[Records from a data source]

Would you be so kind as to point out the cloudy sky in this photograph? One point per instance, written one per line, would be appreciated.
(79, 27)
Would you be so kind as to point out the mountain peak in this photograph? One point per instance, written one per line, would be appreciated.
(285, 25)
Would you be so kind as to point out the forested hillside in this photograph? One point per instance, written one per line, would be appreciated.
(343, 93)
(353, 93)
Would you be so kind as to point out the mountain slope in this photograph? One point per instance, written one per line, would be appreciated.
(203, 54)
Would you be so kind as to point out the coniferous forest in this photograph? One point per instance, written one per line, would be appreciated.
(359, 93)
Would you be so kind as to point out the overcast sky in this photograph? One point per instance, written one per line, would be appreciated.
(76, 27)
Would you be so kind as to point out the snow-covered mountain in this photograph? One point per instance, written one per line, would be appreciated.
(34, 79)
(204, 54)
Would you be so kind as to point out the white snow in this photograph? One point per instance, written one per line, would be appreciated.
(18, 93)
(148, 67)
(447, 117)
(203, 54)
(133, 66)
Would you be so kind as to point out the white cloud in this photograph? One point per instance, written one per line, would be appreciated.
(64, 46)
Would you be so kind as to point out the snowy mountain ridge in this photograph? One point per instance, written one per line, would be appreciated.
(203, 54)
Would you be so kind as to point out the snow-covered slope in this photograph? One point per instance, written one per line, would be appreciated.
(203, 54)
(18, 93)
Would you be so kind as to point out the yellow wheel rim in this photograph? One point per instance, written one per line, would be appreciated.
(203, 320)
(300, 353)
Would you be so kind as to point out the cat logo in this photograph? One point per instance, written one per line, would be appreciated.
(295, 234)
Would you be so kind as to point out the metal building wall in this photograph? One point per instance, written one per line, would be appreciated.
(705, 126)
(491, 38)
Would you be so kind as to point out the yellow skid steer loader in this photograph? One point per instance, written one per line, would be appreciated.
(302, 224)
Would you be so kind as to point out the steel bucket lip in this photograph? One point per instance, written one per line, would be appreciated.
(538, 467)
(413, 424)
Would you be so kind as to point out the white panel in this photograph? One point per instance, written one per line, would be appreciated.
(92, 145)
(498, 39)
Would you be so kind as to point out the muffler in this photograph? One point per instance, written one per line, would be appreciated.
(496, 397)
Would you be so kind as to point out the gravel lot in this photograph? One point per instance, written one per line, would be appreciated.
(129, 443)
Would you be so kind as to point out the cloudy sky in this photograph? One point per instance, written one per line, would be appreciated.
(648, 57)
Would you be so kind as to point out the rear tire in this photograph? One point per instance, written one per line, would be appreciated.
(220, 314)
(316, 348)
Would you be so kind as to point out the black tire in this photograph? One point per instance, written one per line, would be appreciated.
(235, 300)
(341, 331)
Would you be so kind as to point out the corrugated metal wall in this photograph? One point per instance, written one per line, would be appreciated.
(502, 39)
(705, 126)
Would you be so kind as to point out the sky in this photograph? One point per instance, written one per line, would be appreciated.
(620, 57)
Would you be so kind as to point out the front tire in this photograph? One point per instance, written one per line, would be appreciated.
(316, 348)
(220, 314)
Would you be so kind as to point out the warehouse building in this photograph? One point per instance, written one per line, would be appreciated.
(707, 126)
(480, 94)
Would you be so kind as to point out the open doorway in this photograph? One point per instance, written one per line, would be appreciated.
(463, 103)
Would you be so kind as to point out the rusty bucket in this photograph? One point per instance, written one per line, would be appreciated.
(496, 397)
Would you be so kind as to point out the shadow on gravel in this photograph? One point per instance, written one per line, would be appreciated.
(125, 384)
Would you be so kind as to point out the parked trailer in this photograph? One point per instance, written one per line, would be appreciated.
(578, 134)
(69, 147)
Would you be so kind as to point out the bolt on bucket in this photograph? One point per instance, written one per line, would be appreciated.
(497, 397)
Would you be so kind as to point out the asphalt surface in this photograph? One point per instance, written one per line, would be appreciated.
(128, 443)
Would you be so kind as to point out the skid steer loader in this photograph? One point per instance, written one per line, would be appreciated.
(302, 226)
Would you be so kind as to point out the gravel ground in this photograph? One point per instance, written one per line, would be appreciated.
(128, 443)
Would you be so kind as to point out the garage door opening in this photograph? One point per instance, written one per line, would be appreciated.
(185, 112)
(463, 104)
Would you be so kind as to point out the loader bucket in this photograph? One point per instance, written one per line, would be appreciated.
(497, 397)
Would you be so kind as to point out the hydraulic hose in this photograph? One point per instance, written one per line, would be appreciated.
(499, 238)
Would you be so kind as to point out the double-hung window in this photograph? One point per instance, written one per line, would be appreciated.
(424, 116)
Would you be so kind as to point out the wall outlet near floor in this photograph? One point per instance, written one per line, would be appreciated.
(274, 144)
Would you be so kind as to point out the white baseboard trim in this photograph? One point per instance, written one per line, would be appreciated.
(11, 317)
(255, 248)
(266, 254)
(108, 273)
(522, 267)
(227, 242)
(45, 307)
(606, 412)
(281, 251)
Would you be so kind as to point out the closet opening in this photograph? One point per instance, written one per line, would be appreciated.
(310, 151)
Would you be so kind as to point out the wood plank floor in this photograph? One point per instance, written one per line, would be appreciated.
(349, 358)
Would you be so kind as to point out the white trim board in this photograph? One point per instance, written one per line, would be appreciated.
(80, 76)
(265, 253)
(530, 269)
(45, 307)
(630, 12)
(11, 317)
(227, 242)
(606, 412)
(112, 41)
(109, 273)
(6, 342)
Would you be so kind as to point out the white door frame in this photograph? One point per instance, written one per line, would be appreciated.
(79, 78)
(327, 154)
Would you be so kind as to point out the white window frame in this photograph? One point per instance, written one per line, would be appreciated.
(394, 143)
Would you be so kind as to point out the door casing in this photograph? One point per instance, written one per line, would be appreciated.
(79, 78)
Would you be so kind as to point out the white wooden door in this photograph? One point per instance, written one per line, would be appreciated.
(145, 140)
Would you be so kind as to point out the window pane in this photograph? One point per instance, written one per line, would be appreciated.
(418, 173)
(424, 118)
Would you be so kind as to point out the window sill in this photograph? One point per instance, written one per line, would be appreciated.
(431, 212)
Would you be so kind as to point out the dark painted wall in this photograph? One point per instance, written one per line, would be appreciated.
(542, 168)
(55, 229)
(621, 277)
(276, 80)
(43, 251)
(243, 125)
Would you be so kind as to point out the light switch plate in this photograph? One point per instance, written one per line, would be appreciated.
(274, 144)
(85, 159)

Exercise description:
Repeat exactly the lines of the records from the one containing "the white door" to the last, and include no line outside that stretch.

Expected answer:
Would you be so kind as to point out the white door frame in this photograph? One point per instance, written one per line, would be appreciated.
(79, 78)
(327, 154)
Would you be so kind as to point out the white window frame in this photograph? One point per instance, written one per line, would be appreciated.
(394, 143)
Would you be so kind as to point out the door casing in this photograph? One point per instance, written one per line, would be appreciated.
(79, 78)
Would you be so kind as to point out the white wooden door in this photograph? One point per instance, written one per line, would be appreciated.
(145, 140)
Would you be so kind as to point out the window pane in this photograph? One point per instance, written one per line, would be appreciated.
(418, 173)
(424, 118)
Would you be so kind as to point out the window sill in this photograph? One point per instance, written one per line, would be appreciated.
(431, 212)
Would you be so kind as to point out the dark painted wall in this photograph? One point per instance, written one per line, would be appreciated.
(542, 168)
(55, 229)
(621, 277)
(276, 80)
(43, 251)
(243, 125)
Would you be so kind as to point out the light switch plate in this photograph? One point per instance, written one per line, would be appreciated.
(274, 144)
(85, 159)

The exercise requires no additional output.